§ **PROBLEM DETAILS**: Copy out the entries below precisely; nothing is to be omitted.

* * *

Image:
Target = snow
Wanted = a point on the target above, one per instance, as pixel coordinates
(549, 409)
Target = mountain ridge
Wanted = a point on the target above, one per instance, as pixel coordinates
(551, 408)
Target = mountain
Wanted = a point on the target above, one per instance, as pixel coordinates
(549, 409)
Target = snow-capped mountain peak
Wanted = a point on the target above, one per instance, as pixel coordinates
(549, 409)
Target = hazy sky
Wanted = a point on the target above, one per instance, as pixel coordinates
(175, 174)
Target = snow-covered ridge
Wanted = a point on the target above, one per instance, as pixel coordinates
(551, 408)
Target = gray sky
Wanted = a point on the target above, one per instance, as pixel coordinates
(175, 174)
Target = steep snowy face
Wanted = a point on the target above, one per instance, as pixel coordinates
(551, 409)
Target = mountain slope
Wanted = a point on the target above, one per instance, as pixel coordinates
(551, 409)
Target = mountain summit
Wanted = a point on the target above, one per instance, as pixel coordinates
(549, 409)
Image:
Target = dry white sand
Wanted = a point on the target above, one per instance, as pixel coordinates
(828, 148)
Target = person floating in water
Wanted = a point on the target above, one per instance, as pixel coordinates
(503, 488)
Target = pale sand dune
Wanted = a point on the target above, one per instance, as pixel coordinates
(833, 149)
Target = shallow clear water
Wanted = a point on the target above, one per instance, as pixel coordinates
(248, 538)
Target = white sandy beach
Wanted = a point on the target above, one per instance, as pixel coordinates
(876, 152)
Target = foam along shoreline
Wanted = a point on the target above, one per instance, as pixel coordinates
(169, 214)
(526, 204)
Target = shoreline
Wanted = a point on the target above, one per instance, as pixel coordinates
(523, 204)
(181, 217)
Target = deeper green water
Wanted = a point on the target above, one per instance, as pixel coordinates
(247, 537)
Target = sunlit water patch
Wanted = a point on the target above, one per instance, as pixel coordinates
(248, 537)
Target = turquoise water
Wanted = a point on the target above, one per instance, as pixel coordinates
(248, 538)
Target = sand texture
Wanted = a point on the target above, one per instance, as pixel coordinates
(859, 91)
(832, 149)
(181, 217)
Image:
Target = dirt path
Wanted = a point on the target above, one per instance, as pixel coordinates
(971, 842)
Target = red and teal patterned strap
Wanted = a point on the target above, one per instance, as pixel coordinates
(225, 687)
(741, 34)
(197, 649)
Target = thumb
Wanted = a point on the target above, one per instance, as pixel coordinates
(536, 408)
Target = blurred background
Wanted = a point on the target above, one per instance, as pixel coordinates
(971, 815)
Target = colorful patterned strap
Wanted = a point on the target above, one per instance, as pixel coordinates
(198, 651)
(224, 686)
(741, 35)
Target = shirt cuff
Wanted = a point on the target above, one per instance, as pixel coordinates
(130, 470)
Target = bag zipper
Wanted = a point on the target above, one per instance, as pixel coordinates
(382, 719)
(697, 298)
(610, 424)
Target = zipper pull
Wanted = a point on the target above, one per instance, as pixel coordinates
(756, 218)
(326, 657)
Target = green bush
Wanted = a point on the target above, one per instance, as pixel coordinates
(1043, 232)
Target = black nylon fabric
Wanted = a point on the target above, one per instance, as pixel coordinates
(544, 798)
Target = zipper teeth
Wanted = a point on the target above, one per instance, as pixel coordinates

* * *

§ **COMPLETED TASK**:
Image:
Target = snow
Wanted = a point on the target above, one per instance, as pixel coordinates
(549, 409)
Target = mountain ridge
Wanted = a point on the target above, one per instance, as pixel coordinates
(551, 408)
Target = mountain
Wanted = a point on the target above, one per instance, as pixel coordinates
(549, 409)
Target = snow-capped mountain peak
Wanted = a point on the target above, one per instance, as pixel coordinates
(549, 409)
Target = hazy sky
Wanted = a point on the target above, one per instance, as pixel coordinates
(175, 174)
Target = snow-covered ridge
Wanted = a point on the target above, one per instance, as pixel coordinates
(551, 408)
Target = gray sky
Wanted = a point on the target above, one per instance, as pixel coordinates
(175, 174)
Target = steep snowy face
Wanted = a point on the target above, one per instance, as pixel coordinates
(551, 409)
Target = mountain slope
Wanted = a point on the target above, one per instance, as pixel coordinates
(551, 409)
Target = mountain summit
Wanted = a point on the target above, one per instance, as pixel coordinates
(549, 409)
Image:
Target = dry white sand
Wanted = a point on the target above, one per instance, as pixel coordinates
(828, 148)
Target = person floating in water
Wanted = a point on the target above, one per instance, as pixel coordinates
(503, 488)
Target = pale sand dune
Wanted = a point on the target above, one per instance, as pixel coordinates
(833, 149)
Target = shallow clear water
Wanted = a point on the target above, one per instance, as pixel coordinates
(248, 538)
Target = white sandy beach
Wanted = a point on the target above, one per instance, as pixel coordinates
(876, 152)
Target = foam along shoreline
Wanted = a point on the target above, one per instance, as pixel coordinates
(169, 214)
(526, 204)
Target = shoreline
Wanted = a point on the target above, one per instance, as pixel coordinates
(523, 204)
(181, 217)
Target = deeper green water
Wanted = a point on the target above, one per instance, as pixel coordinates
(247, 537)
Target = sunlit water patch
Wanted = a point on the target above, one per instance, as pixel coordinates
(248, 537)
Target = turquoise water
Wanted = a point on the target above, one per instance, as pixel coordinates
(248, 538)
Target = sand texture
Wanted = a point on the target above, one per instance, as pixel coordinates
(859, 91)
(832, 149)
(181, 217)
Image:
Target = dirt path
Wanted = a point on the target above, one per instance, as pixel coordinates
(971, 842)
Target = red and teal patterned strap
Wanted = a point on the target above, one per instance, as pixel coordinates
(225, 687)
(741, 34)
(197, 649)
Target = thumb
Wanted = a point on the target above, one per instance, as pixel coordinates
(536, 408)
Target = blurred background
Wanted = a point on the target above, one per instance, as pixel coordinates
(971, 815)
Target = colorful patterned strap
Wanted = a point on the target above, one per instance, as pixel coordinates
(198, 651)
(224, 686)
(741, 35)
Target = shirt cuff
Wanted = a point on the target above, one per instance, as pixel coordinates
(130, 470)
Target = bag zipper
Wanted = a point on the target above, one per instance, as pixel coordinates
(382, 719)
(697, 298)
(610, 424)
Target = zipper pull
Wanted = a point on the target above, one per instance, as pixel coordinates
(756, 218)
(326, 657)
Target = green bush
Wanted = a point on the target above, one per instance, as pixel coordinates
(1043, 232)
Target = black nylon fabric
Wanted = a point on the target above, one per instance, as pixel coordinates
(544, 798)
Target = zipper teeth
Wanted = a point on the target above, one per instance, as pixel coordinates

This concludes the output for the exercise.